▶ **Assignment**
Find each line of the entries with the string "rocky", please, and copy it.

▶ **Data to use**

------------

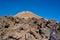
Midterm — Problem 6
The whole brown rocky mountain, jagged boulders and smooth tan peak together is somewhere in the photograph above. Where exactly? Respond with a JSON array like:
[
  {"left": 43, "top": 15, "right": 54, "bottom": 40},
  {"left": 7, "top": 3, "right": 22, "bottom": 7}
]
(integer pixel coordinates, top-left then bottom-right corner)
[{"left": 0, "top": 11, "right": 60, "bottom": 40}]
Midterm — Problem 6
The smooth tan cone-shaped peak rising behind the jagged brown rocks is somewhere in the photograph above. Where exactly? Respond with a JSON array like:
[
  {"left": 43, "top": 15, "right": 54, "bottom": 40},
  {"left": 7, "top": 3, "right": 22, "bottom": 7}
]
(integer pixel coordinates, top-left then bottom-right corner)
[{"left": 14, "top": 11, "right": 42, "bottom": 19}]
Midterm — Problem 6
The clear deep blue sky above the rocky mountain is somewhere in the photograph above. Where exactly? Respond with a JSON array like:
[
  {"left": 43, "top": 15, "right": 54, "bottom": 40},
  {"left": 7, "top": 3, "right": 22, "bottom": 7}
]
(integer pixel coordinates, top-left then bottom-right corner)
[{"left": 0, "top": 0, "right": 60, "bottom": 22}]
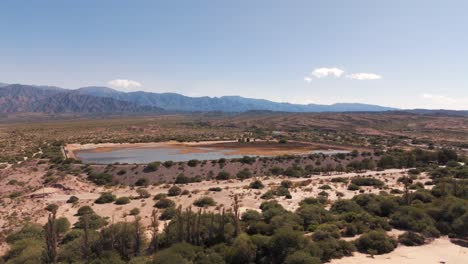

------------

▶ **Problem solution**
The whole brown rocky mountain, jagged boulders and smooth tan peak together is somewhere in the photograph above. Where exactly? Respond with a JSON array like:
The clear deep blue sky above the rocky mountain is somewhere in the photograph above. Where exactly? Respond with a JSON array like:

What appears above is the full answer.